Although register r13 is normally used as the stack pointer, it can be used as a general-purpose register if the stack is not used. However the high-level language compilers always use it as the stack pointer, so using it as a general-purpose register will result in code that cannot inter-operate with code generated using high-level languages. The link register, r14, can also be used as a general-purpose register, but its contents are modified by hardware when a subroutine is called. Using r13 and r14 as general-purpose registers is dangerous and strongly discouraged.

There are also two other registers which may have special purposes. As with the stack pointer, these are programming conventions. There are no special instructions involving these registers. The frame pointer (r11) is used by high-level language compilers to track the current stack frame. This is sometimes useful when running your program under a debugger, and can sometimes help the compiler to generate more efficient code for returning from a subroutine. The GNU C compiler can be instructed to use r11 as a general-purpose register by using the --omit-frame-pointer command line option. The inter-procedure scratch register r12 is used by the C library when calling functions in dynamically linked libraries. The contents may change, seemingly at random, when certain functions (such as printf) are called.

The final register in the ARM user programming model is the Current Program Status Register (CPSR). This register contains bits that indicate the status of the current program, including information about the results of previous operations. Fig. 3.3 shows the bits in the CPSR. The first four bits, N, Z, C, and V are the condition flags. Most instructions can modify these flags, and later instructions can use the flags to modify their operation. Their meaning is as follows:

f03-03-9780128036983 — Figure 3.3 The ARM process status register.

Negative: This bit is set to one if the signed result of an operation is negative, and set to zero if the result is positive or zero.

Zero: This bit is set to one if the result of an operation is zero, and set to zero if the result is non-zero.

Carry: This bit is set to one if an add operation results in a carry out of the most significant bit, or if a subtract operation results in a borrow. For shift operations, this flag is set to the last bit shifted out by the shifter.

oVerflow: For addition and subtraction, this flag is set if a signed overflow occurred.

The remaining bits are used by the operating system or for bare-metal programs, and are described in Section 14.1.

3.3 Instruction Components

The ARM processor supports a relatively small set of instructions grouped into four basic instruction types. Most instructions have optional modifiers which can be used to change their behavior. For example, many instructions can have modifiers which set or check condition codes in the CPSR. The combination of basic instructions with optional modifiers results in an extremely rich assembly language. There are four general instruction types, or categories. The following sections give a brief overview of the features which are common to instructions in each category. The individual instructions are explained later in this chapter, and in the following chapter.

EXCERPTED DATA:

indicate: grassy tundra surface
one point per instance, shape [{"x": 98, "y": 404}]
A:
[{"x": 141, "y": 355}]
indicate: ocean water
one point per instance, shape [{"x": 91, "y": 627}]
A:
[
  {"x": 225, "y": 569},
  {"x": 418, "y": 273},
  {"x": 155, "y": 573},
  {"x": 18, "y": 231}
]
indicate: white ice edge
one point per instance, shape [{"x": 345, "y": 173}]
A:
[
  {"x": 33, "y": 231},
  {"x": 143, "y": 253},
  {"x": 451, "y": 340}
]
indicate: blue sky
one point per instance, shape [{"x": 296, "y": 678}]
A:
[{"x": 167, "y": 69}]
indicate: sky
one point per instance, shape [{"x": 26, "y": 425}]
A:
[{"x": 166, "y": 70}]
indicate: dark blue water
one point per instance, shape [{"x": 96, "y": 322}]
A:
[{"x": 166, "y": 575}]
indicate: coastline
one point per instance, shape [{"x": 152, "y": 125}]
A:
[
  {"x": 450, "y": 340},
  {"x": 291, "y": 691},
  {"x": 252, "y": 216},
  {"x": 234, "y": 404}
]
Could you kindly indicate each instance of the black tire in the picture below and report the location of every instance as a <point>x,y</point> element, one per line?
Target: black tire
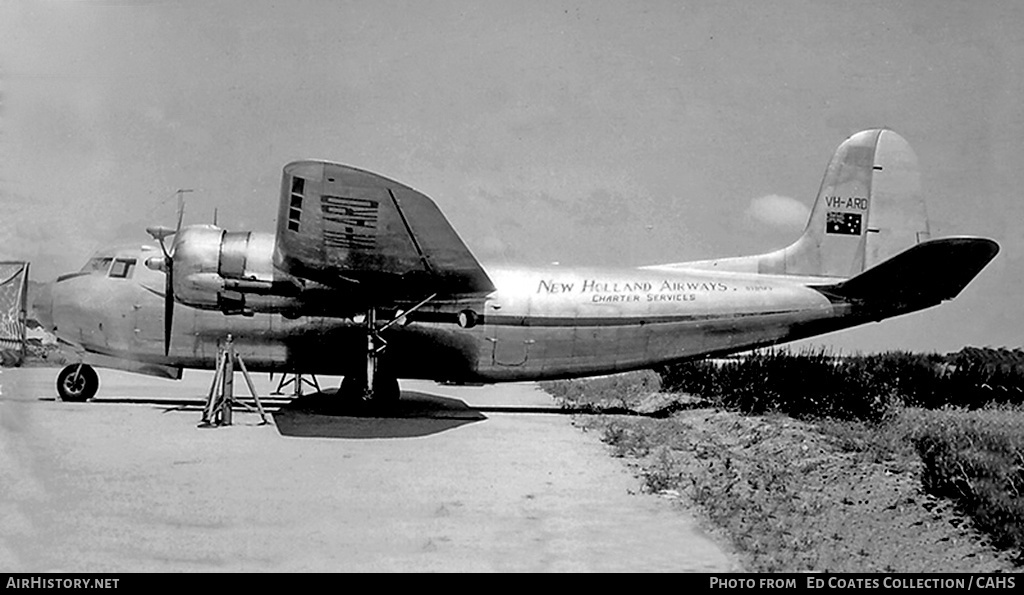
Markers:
<point>385,388</point>
<point>77,383</point>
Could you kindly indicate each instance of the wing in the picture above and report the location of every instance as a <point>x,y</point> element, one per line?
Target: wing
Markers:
<point>340,225</point>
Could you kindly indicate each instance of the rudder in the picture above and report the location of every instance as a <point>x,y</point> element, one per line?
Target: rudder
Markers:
<point>869,207</point>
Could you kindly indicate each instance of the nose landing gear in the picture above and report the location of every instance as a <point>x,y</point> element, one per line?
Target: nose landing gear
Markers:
<point>77,383</point>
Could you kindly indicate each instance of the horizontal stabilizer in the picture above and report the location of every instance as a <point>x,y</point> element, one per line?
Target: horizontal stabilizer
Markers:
<point>924,274</point>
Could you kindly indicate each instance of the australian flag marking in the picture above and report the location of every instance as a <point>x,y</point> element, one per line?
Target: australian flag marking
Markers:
<point>843,223</point>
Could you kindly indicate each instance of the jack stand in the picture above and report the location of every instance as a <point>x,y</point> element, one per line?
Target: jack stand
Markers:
<point>218,405</point>
<point>297,380</point>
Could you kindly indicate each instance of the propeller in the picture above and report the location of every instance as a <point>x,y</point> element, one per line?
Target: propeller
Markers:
<point>160,234</point>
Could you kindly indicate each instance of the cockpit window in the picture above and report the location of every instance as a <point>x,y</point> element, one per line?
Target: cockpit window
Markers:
<point>97,264</point>
<point>123,267</point>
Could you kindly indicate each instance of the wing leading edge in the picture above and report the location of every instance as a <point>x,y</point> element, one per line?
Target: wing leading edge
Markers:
<point>343,226</point>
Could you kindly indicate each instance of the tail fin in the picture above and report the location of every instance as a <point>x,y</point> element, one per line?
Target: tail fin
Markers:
<point>869,207</point>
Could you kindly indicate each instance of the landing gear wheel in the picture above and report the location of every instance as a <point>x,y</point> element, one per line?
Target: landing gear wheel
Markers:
<point>77,383</point>
<point>386,389</point>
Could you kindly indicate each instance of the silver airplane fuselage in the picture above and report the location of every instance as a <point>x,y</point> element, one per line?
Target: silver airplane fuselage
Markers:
<point>548,323</point>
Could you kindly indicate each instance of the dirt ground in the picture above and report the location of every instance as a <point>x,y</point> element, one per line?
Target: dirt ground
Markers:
<point>791,498</point>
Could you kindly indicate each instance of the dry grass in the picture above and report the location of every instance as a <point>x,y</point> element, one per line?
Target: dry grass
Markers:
<point>820,495</point>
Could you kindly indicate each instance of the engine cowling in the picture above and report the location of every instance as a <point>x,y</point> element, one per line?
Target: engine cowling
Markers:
<point>230,271</point>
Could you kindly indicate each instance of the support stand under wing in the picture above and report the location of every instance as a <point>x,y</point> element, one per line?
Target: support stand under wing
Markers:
<point>218,405</point>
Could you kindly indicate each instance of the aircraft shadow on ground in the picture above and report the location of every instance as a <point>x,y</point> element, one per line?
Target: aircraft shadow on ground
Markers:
<point>324,415</point>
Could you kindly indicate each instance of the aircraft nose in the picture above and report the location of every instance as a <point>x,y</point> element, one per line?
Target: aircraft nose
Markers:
<point>42,305</point>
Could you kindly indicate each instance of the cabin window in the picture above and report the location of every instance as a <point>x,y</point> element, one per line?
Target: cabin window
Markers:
<point>97,264</point>
<point>123,267</point>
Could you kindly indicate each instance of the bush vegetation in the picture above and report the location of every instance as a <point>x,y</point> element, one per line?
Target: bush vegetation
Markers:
<point>963,415</point>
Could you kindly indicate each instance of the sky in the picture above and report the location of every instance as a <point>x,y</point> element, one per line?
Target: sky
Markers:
<point>616,133</point>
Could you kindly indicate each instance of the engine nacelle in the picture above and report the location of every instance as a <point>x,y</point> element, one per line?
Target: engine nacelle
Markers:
<point>230,271</point>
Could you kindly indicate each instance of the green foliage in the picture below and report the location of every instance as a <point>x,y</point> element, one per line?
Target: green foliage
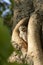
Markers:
<point>5,46</point>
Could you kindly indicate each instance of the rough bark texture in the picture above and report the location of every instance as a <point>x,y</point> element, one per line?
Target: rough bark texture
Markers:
<point>23,13</point>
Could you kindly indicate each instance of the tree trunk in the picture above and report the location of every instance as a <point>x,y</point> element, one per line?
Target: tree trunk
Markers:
<point>22,9</point>
<point>34,42</point>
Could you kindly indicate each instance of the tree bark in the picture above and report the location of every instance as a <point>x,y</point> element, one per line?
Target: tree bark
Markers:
<point>23,9</point>
<point>34,43</point>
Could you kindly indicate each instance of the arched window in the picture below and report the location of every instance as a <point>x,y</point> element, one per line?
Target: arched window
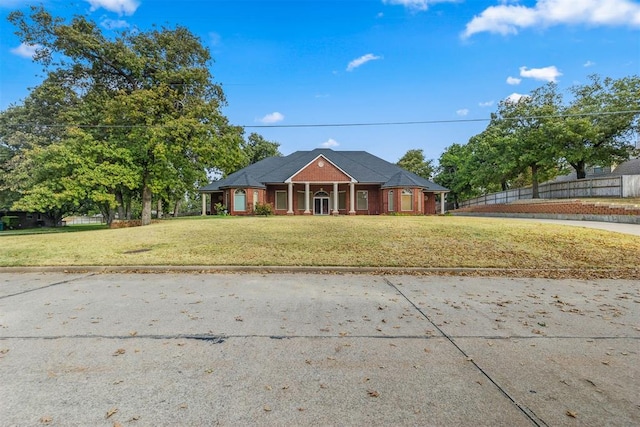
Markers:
<point>240,200</point>
<point>407,199</point>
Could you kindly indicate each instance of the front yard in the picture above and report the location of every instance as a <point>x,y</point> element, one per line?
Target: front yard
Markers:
<point>373,241</point>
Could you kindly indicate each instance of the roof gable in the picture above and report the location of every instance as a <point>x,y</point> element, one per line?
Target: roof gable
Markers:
<point>320,169</point>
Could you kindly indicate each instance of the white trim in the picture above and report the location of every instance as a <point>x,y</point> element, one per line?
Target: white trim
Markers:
<point>289,180</point>
<point>366,198</point>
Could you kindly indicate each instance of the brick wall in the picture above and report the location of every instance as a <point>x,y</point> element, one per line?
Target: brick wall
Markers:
<point>321,170</point>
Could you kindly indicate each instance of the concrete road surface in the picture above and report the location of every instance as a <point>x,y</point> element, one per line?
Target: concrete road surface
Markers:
<point>309,349</point>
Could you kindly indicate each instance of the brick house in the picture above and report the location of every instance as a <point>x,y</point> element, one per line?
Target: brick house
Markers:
<point>324,182</point>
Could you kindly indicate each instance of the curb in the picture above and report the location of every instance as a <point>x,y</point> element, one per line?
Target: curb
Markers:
<point>620,219</point>
<point>558,273</point>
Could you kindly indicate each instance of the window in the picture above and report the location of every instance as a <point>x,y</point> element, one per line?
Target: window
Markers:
<point>362,203</point>
<point>281,200</point>
<point>407,200</point>
<point>301,200</point>
<point>342,200</point>
<point>239,200</point>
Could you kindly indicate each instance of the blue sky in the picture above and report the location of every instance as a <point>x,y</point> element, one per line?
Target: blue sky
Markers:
<point>285,63</point>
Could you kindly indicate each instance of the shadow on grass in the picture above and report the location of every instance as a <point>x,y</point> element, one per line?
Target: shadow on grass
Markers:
<point>54,230</point>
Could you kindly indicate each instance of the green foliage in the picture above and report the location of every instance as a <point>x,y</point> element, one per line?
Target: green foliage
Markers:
<point>264,209</point>
<point>144,102</point>
<point>220,209</point>
<point>414,161</point>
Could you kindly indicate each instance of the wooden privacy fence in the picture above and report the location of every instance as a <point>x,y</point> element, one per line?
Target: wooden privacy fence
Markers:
<point>611,187</point>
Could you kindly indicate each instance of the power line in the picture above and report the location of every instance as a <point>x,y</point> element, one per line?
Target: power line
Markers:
<point>353,124</point>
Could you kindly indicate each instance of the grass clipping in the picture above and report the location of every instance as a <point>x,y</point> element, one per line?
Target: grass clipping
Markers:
<point>371,241</point>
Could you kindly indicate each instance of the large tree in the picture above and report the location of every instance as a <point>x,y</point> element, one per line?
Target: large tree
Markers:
<point>453,172</point>
<point>147,96</point>
<point>526,129</point>
<point>599,123</point>
<point>414,161</point>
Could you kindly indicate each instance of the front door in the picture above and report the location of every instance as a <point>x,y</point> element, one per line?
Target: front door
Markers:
<point>321,203</point>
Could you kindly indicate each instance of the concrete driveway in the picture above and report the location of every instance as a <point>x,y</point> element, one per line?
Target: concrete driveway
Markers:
<point>309,349</point>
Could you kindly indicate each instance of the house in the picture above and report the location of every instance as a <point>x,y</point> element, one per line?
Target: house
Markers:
<point>323,182</point>
<point>21,219</point>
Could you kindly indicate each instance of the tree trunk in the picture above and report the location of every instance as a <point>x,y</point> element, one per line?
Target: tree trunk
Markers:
<point>146,205</point>
<point>120,201</point>
<point>581,173</point>
<point>534,182</point>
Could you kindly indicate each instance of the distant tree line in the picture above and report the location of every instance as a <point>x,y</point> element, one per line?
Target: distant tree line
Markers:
<point>117,123</point>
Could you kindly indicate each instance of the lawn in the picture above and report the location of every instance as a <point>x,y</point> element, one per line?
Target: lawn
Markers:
<point>371,241</point>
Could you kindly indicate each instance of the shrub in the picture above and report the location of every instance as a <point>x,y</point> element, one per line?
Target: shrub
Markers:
<point>220,209</point>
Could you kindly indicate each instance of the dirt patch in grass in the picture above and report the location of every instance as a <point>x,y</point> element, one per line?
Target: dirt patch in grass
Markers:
<point>375,241</point>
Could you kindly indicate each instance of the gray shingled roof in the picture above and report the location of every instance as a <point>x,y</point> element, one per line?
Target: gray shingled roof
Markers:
<point>359,165</point>
<point>630,167</point>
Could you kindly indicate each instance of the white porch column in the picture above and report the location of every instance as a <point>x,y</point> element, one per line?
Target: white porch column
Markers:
<point>290,199</point>
<point>335,198</point>
<point>306,199</point>
<point>352,198</point>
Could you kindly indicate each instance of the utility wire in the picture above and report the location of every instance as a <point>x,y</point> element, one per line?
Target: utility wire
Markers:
<point>357,124</point>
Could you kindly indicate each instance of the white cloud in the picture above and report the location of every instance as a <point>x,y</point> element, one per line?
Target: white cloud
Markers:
<point>515,97</point>
<point>114,24</point>
<point>513,80</point>
<point>215,39</point>
<point>121,7</point>
<point>547,74</point>
<point>26,50</point>
<point>362,60</point>
<point>330,143</point>
<point>417,4</point>
<point>510,18</point>
<point>13,3</point>
<point>274,117</point>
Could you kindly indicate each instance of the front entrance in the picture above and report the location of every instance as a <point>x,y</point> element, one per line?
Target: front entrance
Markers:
<point>321,203</point>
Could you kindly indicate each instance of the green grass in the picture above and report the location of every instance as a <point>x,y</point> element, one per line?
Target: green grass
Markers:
<point>371,241</point>
<point>53,230</point>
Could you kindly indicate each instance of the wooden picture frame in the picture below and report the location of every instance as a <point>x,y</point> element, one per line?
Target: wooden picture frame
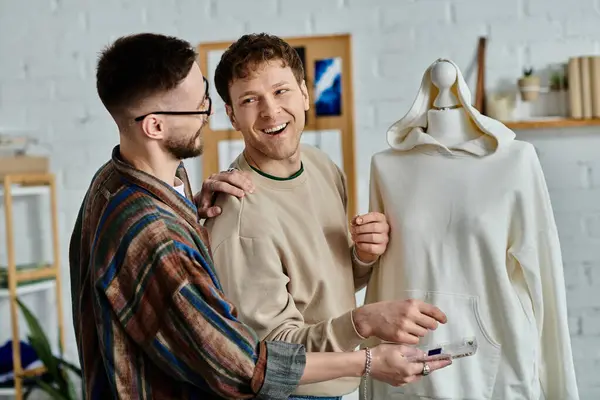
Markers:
<point>315,51</point>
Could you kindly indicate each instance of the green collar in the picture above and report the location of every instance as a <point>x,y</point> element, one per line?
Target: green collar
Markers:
<point>276,178</point>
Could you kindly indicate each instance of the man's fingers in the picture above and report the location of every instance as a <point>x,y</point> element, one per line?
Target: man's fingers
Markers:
<point>435,365</point>
<point>433,312</point>
<point>236,178</point>
<point>374,238</point>
<point>426,321</point>
<point>373,227</point>
<point>212,212</point>
<point>370,248</point>
<point>406,338</point>
<point>224,187</point>
<point>368,218</point>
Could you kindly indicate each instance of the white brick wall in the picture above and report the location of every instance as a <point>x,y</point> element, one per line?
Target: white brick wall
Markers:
<point>49,48</point>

REQUIREMENTS:
1 > In the ARM register passage, translate this sentence into Spanish: "The frame pointer (r11) is used by high-level language compilers to track the current stack frame."
2 > Extend the ARM register passage with a few more paragraphs that pick up after its final sentence.

RESULTS IN ORDER:
1 > El puntero de marco (r11) es utilizado por los compiladores de lenguajes de alto nivel para seguir el marco de pila actual.

2 >
3.3.1 Setting and Using Condition Flags

As mentioned previously, the CPSR contains four flag bits (bits 28–31), which can be used to control whether or not certain instructions are executed. Most of the data processing instructions have an optional modifier to control whether or not the flag bits are affected when the instruction is executed. For example, the basic instruction for addition is add. When the add instruction is executed, the result is stored in a register, but the flag bits in the CPSR are not affected.

However, the programmer can add the s modifier to the add instruction to create the adds instruction. When it is executed, this instruction will affect the CPSR flag bits. The flag bits can be used by subsequent instructions to control execution and branching. The meaning of the flags depends on the type of instruction that last set the flags. Table 3.1 shows the names and meanings of the four bits depending on the type of instruction that set or cleared them. Most instructions support the s modifier to control setting the flags.

Table 3.1

Flag bits in the CPSR register

Name	Logical Instruction	Arithmetic Instruction
N (Negative)	No meaning	Bit 31 of the result is set. Indicates a negative number in signed operations
Z (Zero)	Result is all zeroes	Result of operation was zero
C (Carry)	After Shift operation, ‘1’ was left in carry flag	Result was greater than 32 bits
V (oVerflow)	No meaning	The signed two’s complement result requires more than 32 bits. Indicates a possible corruption of the result

t0010

Most ARM instructions can have a condition modifier attached. If present, the modifier controls, at run-time, whether or not the instruction is actually executed. These condition modifiers are added to basic instructions to create conditional instructions. Table 3.2 shows the condition modifiers that can be attached to base instructions. For example, to create an instruction that adds only if the CPSR Z flag is set, the programmer would add the eq condition modifier to the basic add instruction to create the addeq instruction.

Table 3.2

ARM condition modifiers

<cond>	English Meaning
al	always (this is the default <cond>
eq	Z set (=)
ne	Z clear (≠)
ge	N set and V set, or N clear and V clear (≥)
lt	N set and V clear, or N clear and V set (<)
gt	Z clear, and either N set and V set, or N clear and V set (>)
le	Z set, or N set and V clear, or N clear and V set (≤)
hi	C set and Z clear (unsigned >)
ls	C clear or Z (unsigned ≤)
hs	C set (unsigned ≥)
cs	Alternate name for HS
lo	C clear (unsigned <)
cc	Alternate name for LO
mi	N set (result < 0)
pl	N clear (result ≥ 0)
vs	V set (overflow)
vc	V clear (no overflow)

Setting and using condition flags are orthogonal operations. This means that they can be used in combination. Using the previous example, the programmer could add the s modifier to create the addeqs instruction, which executes only if the Z bit is set, and updates the CPSR flags only if it executes.

3.3.2 Immediate Values

An immediate value in assembly language is a constant value that is specified by the programmer. Some assembly languages encode the immediate value as part of the instruction. Other assembly languages create a table of immediate values in a literal pool and insert appropriate instructions to access them. ARM assembly language provides both methods.

Immediate values can be specified in decimal, octal, hexadecimal, or binary. Octal values must begin with a zero, and hexadecimal values must begin with “0x”. Likewise immediate values that start with “0b” are interpreted as binary numbers. Any value that does not begin with zero, 0x, or 0 b will be interpreted as a decimal value.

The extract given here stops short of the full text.